TEXT SHOWN
========
HC Deb 22 July 1960 vol 627 cc1014-8

3.9 p.m.

Mr. Eric Fletcher (Islington, East)

I beg to move, in page 1, line 15, after "by" to insert "any one judge of".

As hon. Members will recall, this Clause makes a considerable difference to the rights of appeal to the other place in criminal cases. Hitherto appeals to the other place have been available only with the fiat of the Attorney-General, and we are all very glad that that procedure, with all its anomalies, is now to come to an end and is to be replaced, although it will be replaced by something which, though better than the existing system, is nothing like as perfect as we hoped and sought to achieve in Committee.

In future, an appeal to the House of Lords in criminal cases will lie subject to two conditions. First, it will be subject to a certificate being granted by the court below that a point of law of general public importance is involved in the decision; and secondly, if it then appears either to that court or the House of Lords that the point is one which ought to be considered by that House. The substitution of the words "of general public importance" is an improvement on the existing phrase "exceptional public importance" as the condition which had to be satisfied to enable the Attorney-General to give his fiat. Nevertheless, we feel that there are a number of cases in which an appeal ought to be taken to the House of Lords, but in which that will not be available unless there is some improvement in the provisions of this subsection.
========
INSTRUCTIONS
(a) Reproduce word for word the part of the House of Commons debate on criminal appeals that begins at the words "I beg to move, in" and stops after "achieve in Committee.".
(b) Write the next part of the House of Commons debate on criminal appeals, picking up after its final sentence.
========
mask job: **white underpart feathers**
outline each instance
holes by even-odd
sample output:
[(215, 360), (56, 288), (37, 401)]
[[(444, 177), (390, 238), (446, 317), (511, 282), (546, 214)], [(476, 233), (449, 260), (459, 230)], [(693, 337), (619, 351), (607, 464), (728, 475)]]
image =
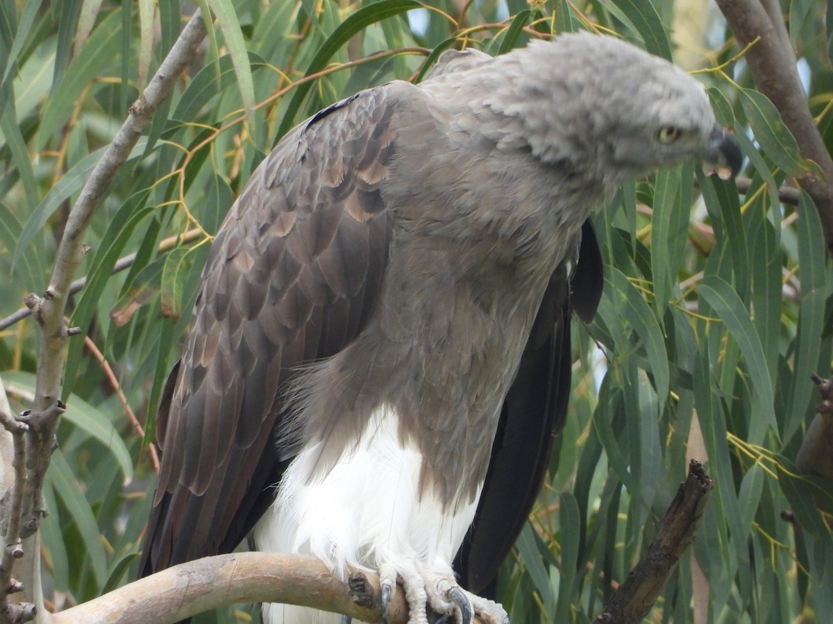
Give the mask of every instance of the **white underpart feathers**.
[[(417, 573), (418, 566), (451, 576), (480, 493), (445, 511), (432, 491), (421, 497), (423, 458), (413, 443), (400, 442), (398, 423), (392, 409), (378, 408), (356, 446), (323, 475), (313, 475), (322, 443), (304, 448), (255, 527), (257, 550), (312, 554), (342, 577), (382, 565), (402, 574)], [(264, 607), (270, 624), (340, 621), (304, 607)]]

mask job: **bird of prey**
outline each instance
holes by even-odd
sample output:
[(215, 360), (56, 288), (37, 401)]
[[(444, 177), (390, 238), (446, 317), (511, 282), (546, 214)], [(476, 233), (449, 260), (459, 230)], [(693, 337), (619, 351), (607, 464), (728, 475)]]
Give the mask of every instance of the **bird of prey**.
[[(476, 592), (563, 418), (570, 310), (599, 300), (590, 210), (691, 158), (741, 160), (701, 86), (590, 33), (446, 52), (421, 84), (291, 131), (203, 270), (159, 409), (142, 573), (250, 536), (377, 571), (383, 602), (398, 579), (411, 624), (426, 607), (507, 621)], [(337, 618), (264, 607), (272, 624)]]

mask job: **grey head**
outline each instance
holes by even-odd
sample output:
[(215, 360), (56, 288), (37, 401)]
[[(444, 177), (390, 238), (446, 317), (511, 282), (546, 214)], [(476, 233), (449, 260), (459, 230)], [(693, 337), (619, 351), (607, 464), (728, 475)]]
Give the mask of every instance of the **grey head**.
========
ANSWERS IN ORDER
(a)
I beg to move, in page 1, line 15, after "by" to insert "any one judge of".

As hon. Members will recall, this Clause makes a considerable difference to the rights of appeal to the other place in criminal cases. Hitherto appeals to the other place have been available only with the fiat of the Attorney-General, and we are all very glad that that procedure, with all its anomalies, is now to come to an end and is to be replaced, although it will be replaced by something which, though better than the existing system, is nothing like as perfect as we hoped and sought to achieve in Committee.

(b)
It would be wrong for me to traverse what was said during the Committee stage, when the Committee came to certain decisions. There was, however, one important point left open as a result of those debates and on which the right hon. and learned Gentleman offered to reflect and give the benefit of his guidance at this stage. The object, therefore, of this Amendment is to enable the certificate that a point of law of general public importance is involved to be granted, not necessarily by the whole court, but by any one judge of that court. Although it is not a statutory requirement, the Court of Criminal Appeal, in fact, in the overwhelming majority of cases, gives a unanimous decision. It is only the very exceptional case in which there is revealed in the judgment of the Court of Appeal a majority point of view and a minority point of view. That is a convention which has grown up and from which there is only an occasional departure.

Nevertheless, it would not seem unreasonable to assume that there must be cases in the Court of Criminal Appeal in which there is a division of opinion, just as there is in civil cases in the Court of Appeal or any other appellate judicial body. It seems to us that it would be an additional and valuable safeguard, in criminal cases where there is a division of opinion in the Court of Criminal Appeal, if any one of the judges of that court should be able to certify that a point of law of general public importance was involved. If that were in fact the case, and if any one judge in that case, although in a minority of three or five, thought that a point of law of sufficient general public importance was involved, it seems to us that that is the sort of case in which there should be a right of appeal to the House of Lords. I hope the Amendment will be acceptable and will be incorporated in the Clause.

3.15 p.m.

The Attorney-General (Sir Reginald Manningham-Buller)

I promised during our discussion in Committee that I would consider this point. I have done so, and I must advise the House not to accept the Amendment. I think that the hon. Member for Islington, East (Mr. Fletcher) was rather thinking that, in some respects, the existing procedure would continue, whereby an interval of time occurs between the determination of the case in the Court of Criminal Appeal and the application for the certificate.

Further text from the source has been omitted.